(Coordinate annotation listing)
========================

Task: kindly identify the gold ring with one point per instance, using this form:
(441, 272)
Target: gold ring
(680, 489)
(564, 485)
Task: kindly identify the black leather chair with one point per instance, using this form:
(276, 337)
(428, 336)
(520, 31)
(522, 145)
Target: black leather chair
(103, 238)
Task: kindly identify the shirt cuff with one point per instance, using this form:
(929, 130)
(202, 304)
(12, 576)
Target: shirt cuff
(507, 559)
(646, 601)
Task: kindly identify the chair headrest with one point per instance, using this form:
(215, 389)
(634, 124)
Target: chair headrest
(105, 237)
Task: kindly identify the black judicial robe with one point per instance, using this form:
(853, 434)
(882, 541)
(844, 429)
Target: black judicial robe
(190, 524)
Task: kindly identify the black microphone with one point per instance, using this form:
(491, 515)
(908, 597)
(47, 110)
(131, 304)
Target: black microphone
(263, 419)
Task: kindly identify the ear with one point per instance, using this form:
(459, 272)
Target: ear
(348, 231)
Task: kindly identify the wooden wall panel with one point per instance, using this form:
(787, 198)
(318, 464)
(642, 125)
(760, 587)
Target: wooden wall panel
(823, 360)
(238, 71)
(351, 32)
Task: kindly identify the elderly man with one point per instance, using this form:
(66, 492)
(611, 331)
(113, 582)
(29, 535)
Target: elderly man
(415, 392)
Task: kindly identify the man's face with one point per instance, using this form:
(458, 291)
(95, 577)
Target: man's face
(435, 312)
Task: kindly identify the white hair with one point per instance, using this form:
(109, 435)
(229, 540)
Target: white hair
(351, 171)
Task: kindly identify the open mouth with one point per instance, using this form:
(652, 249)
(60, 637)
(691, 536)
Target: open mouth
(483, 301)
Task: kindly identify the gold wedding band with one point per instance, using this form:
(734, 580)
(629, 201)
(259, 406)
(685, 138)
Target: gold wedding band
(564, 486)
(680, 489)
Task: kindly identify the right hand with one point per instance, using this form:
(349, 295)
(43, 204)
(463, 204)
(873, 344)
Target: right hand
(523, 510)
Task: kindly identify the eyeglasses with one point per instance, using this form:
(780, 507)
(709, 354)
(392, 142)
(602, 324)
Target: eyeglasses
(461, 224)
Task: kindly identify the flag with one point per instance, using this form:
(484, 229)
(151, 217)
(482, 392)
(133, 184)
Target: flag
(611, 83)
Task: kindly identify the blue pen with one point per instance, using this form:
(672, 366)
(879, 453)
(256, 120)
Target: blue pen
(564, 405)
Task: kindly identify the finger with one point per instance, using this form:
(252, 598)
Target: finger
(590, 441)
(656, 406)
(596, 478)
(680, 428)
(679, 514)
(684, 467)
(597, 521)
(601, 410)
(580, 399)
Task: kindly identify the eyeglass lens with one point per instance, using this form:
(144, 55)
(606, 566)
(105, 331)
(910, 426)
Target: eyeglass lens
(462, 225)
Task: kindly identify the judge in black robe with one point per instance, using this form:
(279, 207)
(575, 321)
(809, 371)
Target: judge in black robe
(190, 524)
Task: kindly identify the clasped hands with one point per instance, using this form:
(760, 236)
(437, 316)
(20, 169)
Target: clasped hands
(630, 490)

========================

**DIRECTION:**
Lay out every line of the listing above as a Markdown table with the columns "No." and "Line", numbering the rows in order and omitting blank lines.

**RESULT OF THE EXERCISE:**
| No. | Line |
|---|---|
| 1 | Task: kindly identify the gold ring with one point per instance, using this form: |
| 2 | (441, 272) |
| 3 | Target: gold ring |
| 4 | (680, 489) |
| 5 | (564, 485) |
| 6 | Task: kindly identify the black leather chair with one point per instance, using this form: |
| 7 | (276, 337) |
| 8 | (428, 336) |
| 9 | (520, 31) |
| 10 | (522, 145) |
| 11 | Target: black leather chair |
| 12 | (103, 238) |
| 13 | Task: kindly identify the shirt cuff with one point per instance, using this form: |
| 14 | (929, 130) |
| 15 | (202, 304) |
| 16 | (12, 576) |
| 17 | Target: shirt cuff |
| 18 | (507, 559) |
| 19 | (646, 601) |
| 20 | Task: kindly identify the chair headrest with one point per instance, using this form: |
| 21 | (215, 389) |
| 22 | (634, 124) |
| 23 | Target: chair headrest |
| 24 | (105, 237) |
| 25 | Task: kindly identify the black judicial robe with one point per instance, using this form: |
| 26 | (853, 434) |
| 27 | (882, 541) |
| 28 | (844, 429) |
| 29 | Target: black judicial robe |
| 30 | (190, 524) |
| 31 | Task: kindly identify the black microphone with one point per instance, using this form: |
| 32 | (491, 515) |
| 33 | (908, 597) |
| 34 | (47, 110) |
| 35 | (131, 304) |
| 36 | Target: black microphone |
| 37 | (263, 419) |
| 38 | Task: kindly identify the ear with one point per instance, using this form: |
| 39 | (459, 272) |
| 40 | Target: ear |
| 41 | (348, 231) |
| 42 | Task: kindly identify the wooden wall panel with one point per instance, using this form: |
| 43 | (787, 198) |
| 44 | (318, 464) |
| 45 | (642, 125) |
| 46 | (760, 587) |
| 47 | Target: wooden wall panel |
| 48 | (823, 360) |
| 49 | (238, 71) |
| 50 | (351, 32) |
| 51 | Task: kindly identify the elderly man with one point per instance, using this form: |
| 52 | (66, 492) |
| 53 | (611, 331) |
| 54 | (113, 582) |
| 55 | (29, 535) |
| 56 | Target: elderly man |
| 57 | (415, 392) |
| 58 | Task: kindly identify the man's face with one point per instance, using this form: |
| 59 | (458, 291) |
| 60 | (95, 577) |
| 61 | Target: man's face |
| 62 | (435, 312) |
| 63 | Task: kindly identify the white hair with one point per instance, using this form: |
| 64 | (109, 435) |
| 65 | (229, 540) |
| 66 | Target: white hair |
| 67 | (351, 171) |
| 68 | Task: kindly identify the open mouth with one point per instance, using this form: |
| 69 | (652, 249) |
| 70 | (60, 637) |
| 71 | (691, 536) |
| 72 | Target: open mouth |
| 73 | (483, 301) |
| 74 | Task: kindly identify the gold wedding band with one point per instance, using this form: |
| 75 | (734, 580) |
| 76 | (629, 201) |
| 77 | (259, 406) |
| 78 | (685, 138) |
| 79 | Target: gold wedding band |
| 80 | (564, 486) |
| 81 | (680, 489) |
| 82 | Task: kindly identify the right hand with one point per instance, using this form: |
| 83 | (349, 295) |
| 84 | (43, 204) |
| 85 | (463, 204) |
| 86 | (873, 344) |
| 87 | Target: right hand |
| 88 | (523, 510) |
| 89 | Task: kindly identify the eyeglasses with one point per instance, using this form: |
| 90 | (780, 507) |
| 91 | (709, 354) |
| 92 | (392, 142) |
| 93 | (602, 324) |
| 94 | Target: eyeglasses |
| 95 | (461, 224) |
| 96 | Task: kindly identify the flag with one point per instance, using this form: |
| 97 | (484, 229) |
| 98 | (151, 217) |
| 99 | (482, 392) |
| 100 | (133, 184) |
| 101 | Target: flag |
| 102 | (611, 83) |
| 103 | Task: kindly identify the blue pen with one point per instance, using this form: |
| 104 | (672, 366) |
| 105 | (879, 453) |
| 106 | (256, 120) |
| 107 | Target: blue pen |
| 108 | (564, 405) |
| 109 | Task: kindly identify the finger with one point per instance, using this form: |
| 110 | (252, 598) |
| 111 | Target: finger |
| 112 | (590, 441) |
| 113 | (656, 406) |
| 114 | (596, 478) |
| 115 | (680, 428) |
| 116 | (679, 514) |
| 117 | (684, 467) |
| 118 | (597, 521) |
| 119 | (601, 410) |
| 120 | (580, 399) |
| 121 | Task: kindly identify the eyeglass lens with one point per instance, using this form: |
| 122 | (144, 55) |
| 123 | (606, 566) |
| 124 | (105, 331) |
| 125 | (910, 426) |
| 126 | Target: eyeglass lens |
| 127 | (462, 225) |
| 128 | Task: kindly identify the judge in black robe with one point per instance, using this form: |
| 129 | (279, 207) |
| 130 | (575, 321) |
| 131 | (809, 371) |
| 132 | Target: judge in black robe |
| 133 | (190, 524) |
| 134 | Task: kindly identify the clasped hands with one point per instance, using this form: |
| 135 | (760, 236) |
| 136 | (437, 316) |
| 137 | (20, 169) |
| 138 | Target: clasped hands |
| 139 | (630, 490) |